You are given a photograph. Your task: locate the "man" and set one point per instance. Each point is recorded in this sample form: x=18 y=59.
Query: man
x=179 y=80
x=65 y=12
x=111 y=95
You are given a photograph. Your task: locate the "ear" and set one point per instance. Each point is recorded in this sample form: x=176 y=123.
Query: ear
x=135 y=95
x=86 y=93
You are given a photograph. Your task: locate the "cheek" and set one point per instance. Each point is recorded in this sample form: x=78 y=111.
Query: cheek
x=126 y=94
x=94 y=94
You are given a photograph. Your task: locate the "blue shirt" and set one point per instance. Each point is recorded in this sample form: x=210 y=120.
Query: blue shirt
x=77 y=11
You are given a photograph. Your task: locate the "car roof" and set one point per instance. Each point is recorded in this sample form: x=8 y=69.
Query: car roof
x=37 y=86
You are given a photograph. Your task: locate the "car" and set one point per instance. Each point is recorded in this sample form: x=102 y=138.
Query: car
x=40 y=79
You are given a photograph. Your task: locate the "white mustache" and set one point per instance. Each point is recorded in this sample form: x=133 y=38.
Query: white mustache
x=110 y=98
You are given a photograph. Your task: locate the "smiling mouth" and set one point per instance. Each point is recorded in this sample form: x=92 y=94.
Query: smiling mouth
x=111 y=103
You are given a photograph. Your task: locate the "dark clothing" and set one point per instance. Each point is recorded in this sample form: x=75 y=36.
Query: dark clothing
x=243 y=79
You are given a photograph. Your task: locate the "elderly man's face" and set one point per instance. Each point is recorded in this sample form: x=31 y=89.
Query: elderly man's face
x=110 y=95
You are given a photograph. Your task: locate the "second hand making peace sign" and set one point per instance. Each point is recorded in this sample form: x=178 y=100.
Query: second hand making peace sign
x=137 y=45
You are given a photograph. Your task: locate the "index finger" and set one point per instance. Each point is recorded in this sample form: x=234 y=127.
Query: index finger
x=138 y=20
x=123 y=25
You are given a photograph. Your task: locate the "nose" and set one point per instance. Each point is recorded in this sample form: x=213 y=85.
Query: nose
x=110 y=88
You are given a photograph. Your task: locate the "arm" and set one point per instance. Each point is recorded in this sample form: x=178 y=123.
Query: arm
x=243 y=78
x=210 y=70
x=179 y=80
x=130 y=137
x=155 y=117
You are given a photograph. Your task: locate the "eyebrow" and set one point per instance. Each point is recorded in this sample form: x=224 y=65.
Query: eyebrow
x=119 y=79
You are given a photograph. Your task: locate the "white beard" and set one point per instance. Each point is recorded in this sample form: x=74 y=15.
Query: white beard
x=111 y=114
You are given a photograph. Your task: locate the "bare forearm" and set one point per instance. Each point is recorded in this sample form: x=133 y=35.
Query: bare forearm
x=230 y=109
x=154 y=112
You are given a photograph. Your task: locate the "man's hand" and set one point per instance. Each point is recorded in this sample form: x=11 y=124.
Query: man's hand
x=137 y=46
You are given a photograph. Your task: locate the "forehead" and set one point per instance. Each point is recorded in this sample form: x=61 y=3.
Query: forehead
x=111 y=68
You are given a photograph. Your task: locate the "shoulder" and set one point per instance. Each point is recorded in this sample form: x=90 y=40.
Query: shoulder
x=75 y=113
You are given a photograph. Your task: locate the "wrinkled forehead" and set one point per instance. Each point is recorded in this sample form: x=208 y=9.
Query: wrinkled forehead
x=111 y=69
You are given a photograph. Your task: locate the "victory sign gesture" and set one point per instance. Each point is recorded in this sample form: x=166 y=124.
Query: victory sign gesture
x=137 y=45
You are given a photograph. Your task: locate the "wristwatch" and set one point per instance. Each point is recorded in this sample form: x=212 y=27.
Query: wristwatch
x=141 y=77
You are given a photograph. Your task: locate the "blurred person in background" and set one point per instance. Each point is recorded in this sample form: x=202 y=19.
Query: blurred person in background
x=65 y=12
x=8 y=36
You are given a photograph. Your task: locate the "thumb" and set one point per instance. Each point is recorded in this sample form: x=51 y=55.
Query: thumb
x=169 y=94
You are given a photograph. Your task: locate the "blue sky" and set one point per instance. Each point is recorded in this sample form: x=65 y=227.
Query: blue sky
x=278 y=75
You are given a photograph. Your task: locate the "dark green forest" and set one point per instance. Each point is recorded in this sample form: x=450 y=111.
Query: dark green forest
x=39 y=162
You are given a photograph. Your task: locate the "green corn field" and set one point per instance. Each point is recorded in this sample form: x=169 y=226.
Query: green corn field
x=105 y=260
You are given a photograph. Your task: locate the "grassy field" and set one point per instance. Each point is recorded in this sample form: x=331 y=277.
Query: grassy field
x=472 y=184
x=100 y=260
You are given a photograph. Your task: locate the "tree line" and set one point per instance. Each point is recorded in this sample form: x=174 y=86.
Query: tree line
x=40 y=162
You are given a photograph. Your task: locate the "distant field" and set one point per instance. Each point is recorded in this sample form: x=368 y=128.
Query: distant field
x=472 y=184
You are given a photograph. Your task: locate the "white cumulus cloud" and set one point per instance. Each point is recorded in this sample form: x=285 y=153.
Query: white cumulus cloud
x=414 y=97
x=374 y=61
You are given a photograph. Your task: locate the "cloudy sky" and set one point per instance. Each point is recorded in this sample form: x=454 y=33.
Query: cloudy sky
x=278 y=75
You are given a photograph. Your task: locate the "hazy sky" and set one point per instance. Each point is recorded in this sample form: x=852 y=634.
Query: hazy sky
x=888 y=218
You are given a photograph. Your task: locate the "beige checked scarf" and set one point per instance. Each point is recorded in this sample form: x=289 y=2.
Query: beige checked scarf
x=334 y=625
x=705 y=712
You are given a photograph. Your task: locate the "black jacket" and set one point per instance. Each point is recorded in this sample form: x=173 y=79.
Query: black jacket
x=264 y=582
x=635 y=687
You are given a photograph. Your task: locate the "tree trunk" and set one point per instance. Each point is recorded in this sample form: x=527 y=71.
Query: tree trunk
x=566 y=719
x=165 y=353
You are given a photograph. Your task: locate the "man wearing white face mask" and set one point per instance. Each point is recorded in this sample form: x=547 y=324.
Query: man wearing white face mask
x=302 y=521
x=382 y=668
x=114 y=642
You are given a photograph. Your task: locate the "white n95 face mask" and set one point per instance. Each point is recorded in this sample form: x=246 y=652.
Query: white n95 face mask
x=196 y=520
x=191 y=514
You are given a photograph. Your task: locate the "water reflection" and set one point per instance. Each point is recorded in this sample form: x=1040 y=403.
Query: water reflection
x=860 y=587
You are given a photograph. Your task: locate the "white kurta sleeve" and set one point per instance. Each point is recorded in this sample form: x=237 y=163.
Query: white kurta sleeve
==================================================
▸ **WHAT NEEDS TO BE DONE**
Every line of the records above needs to be given again exactly.

▸ **WORKED ANSWER**
You are given a photograph. Your task: locate the "man" and set one point per instance. Each point is recorded in this sample form: x=18 y=59.
Query: man
x=179 y=80
x=65 y=12
x=111 y=95
You are given a photograph. Your task: locate the "ear" and set one point per instance. Each point is recorded in this sample form: x=176 y=123.
Query: ear
x=135 y=95
x=86 y=93
You are given a photograph. Your task: locate the "cheek" and set one point per instance. Each point is recorded in this sample form: x=78 y=111.
Query: cheek
x=126 y=94
x=94 y=94
You are given a photograph. Your task: locate the "blue shirt" and set one point per instance. Each point is recorded in this sample form: x=210 y=120.
Query: blue shirt
x=77 y=11
You are given a photograph. Your task: locate the "car roof" and set one point per instance. Each point is recorded in this sample form: x=8 y=69.
Query: car roof
x=37 y=86
You are given a photograph. Your task: locate the "car" and set one point per instance. Each point is recorded in this sample form: x=102 y=138.
Query: car
x=40 y=79
You are given a photograph. Your task: locate the "white mustache" and set one point per instance. Each point is recorded in this sample form: x=133 y=38.
Query: white mustache
x=110 y=98
You are given a photograph. Your task: locate the "smiling mouth" and set one point per instance. Each point is recorded in this sample form: x=92 y=94.
Query: smiling mouth
x=111 y=103
You are given a photograph. Your task: locate the "dark clothing" and set one point per instance. Each point is recorded in this sample form: x=75 y=36.
Query: dark clothing
x=243 y=79
You are given a photograph. Your task: locate the "elderly man's face" and set one point per instance. Each point is recorded in this sample form: x=31 y=89.
Query: elderly man's face
x=110 y=95
You are given a photograph. Your task: locate the "second hand making peace sign" and set one point per instance. Each point is recorded in this sample form: x=178 y=100.
Query: second hand making peace sign
x=137 y=45
You are given a photograph. Your task: locate the "index finger" and set one point per instance. Each point is recorded in this sample form: x=234 y=127.
Query: index finger
x=138 y=20
x=123 y=25
You are given a photograph. Your task: locate the "nose" and set one point per instance. Each point is recorded in this sample form: x=213 y=85.
Query: nose
x=110 y=88
You are given a photograph. Your task: locate the "arm" and set one point per instance. Each point is recorded in this sample form: x=178 y=123.
Query: arm
x=243 y=78
x=210 y=70
x=179 y=80
x=130 y=137
x=155 y=117
You are given a photograph. Your task: locate the "eyebrow" and set one point per instance. Each point is recorded in this sample form: x=224 y=65.
Query: eyebrow
x=119 y=79
You are given a photograph. Your task: locate the "white beard" and set one point per instance. Each point is recorded in this sample form: x=74 y=15.
Query: white beard
x=111 y=114
You are given a photograph. Your task: locate the "bare forearm" and set one point per instance. Each point is recorded in this sample form: x=133 y=35.
Query: bare forearm
x=230 y=109
x=154 y=112
You are given a photograph. Your task: locate the "man's hand" and set one point per instance. Each point is recorded in this sample form: x=11 y=124.
Query: man's hand
x=137 y=46
You are given a photograph. Your task: locate the "forehead" and set one point per instance. Each point is recorded in this sample form: x=61 y=3.
Query: forehead
x=111 y=68
You are given a photograph. Your task: locate the "shoulder" and set one point per instance. Each point is recorded in this sample form: x=90 y=40.
Query: shoulder
x=75 y=113
You are given a photograph. Your task: locate the "wrinkled forehead" and set one point per instance. Each point is recorded in this sample form: x=208 y=9.
Query: wrinkled forehead
x=111 y=69
You are given a photograph. Your task: locate the "victory sign gesture" and set one point per instance. Each point is recorded in this sample form: x=166 y=124.
Query: victory sign gesture
x=137 y=45
You are given a photograph. Your task: locate the "wristwatch" and set one point per instance. Each point is recorded in this sample form: x=212 y=27.
Query: wristwatch
x=141 y=77
You are given a photograph. Your task: locate the "blurred person in background" and set one point per instance. Each point is recorded in this sample form: x=202 y=19.
Query: blurred person in background
x=65 y=12
x=8 y=36
You are given a photograph. Your task: locate the "thumb" and set one point per instance. Each point is recorded in this sample form: x=51 y=55.
Query: thumb
x=169 y=94
You are given a photograph. Your task: locate the "blue sky" and set one point per instance. Each point is recorded in this sample form: x=65 y=227.
Query: blue sky
x=278 y=75
You are given a photograph. Your task: locate the "dark green forest" and set one point per instance. Each point is recorded in this sample form: x=450 y=111.
Query: dark green forest
x=39 y=162
You are given a photograph. Your task: locate the "green corn field" and set one point per instance. Each point is recorded in this sample form: x=169 y=226.
Query: green corn field
x=105 y=260
You are given a photograph. Your task: locate the "grassy field" and set one point per instance. Each point is recorded in this sample form: x=331 y=277.
Query: grassy field
x=472 y=184
x=100 y=260
You are given a photograph. Your task: locate the "tree line" and set one point per instance. Each point is recorded in this sample form: x=174 y=86.
Query: tree line
x=40 y=162
You are given a photograph. Your task: locate the "distant field" and set one point per instance. Each point is recorded in this sample form: x=368 y=128.
Query: distant field
x=472 y=184
You are given a photograph. Your task: locate the "white cumulus cloud" and set one point per instance. Each point is recorded in this sample form: x=285 y=153.
Query: white cumulus cloud
x=414 y=97
x=374 y=61
You are given a photograph. Your task: locate the "cloudy sky" and set one point per instance. Each point is recorded in this sample form: x=454 y=33.
Query: cloudy sky
x=278 y=75
You are given a photograph. Your task: locate the "hazy sky" and set one point per instance. Each point is recorded in this sample form: x=852 y=634.
Query: hazy sky
x=888 y=218
You are given a photograph. Your task: locate the "beige checked scarf" and set one point per instance. Each point is recorded in this sample form: x=289 y=2.
Query: beige checked scarf
x=334 y=625
x=705 y=712
You are given a photograph. Your task: locate the "black jacket" and set one point per instance. Each point is recorded in this sample form: x=173 y=79.
Query: black jacket
x=264 y=582
x=635 y=687
You are given a photograph. Your task: locate the "tree trunk" and set one point per instance. Each point is recorded in this sample form: x=527 y=71.
Query: tree trunk
x=566 y=719
x=165 y=353
You are given a photograph. Your task: locate the "man wearing white face mask" and set one point per instance. Each point is recorded in this sample form: x=547 y=324.
Query: man wearing white face mask
x=302 y=521
x=382 y=668
x=114 y=642
You are given a photograph. Your task: locate the "white n95 face mask" and set one point per instance. Each point is recorded in this sample form: x=246 y=652.
Query: white n95 face mask
x=196 y=520
x=191 y=514
You are given a photograph. Your task: locate the "water reflection" and set one point per instance. Each point is recorded in this sample form: x=1040 y=403.
Query: water reflection
x=860 y=587
You are given a photograph. Your task: locate the "white kurta sleeve" and set one point per instance. Each point is recorded in this sample form: x=237 y=163.
Query: white kurta sleeve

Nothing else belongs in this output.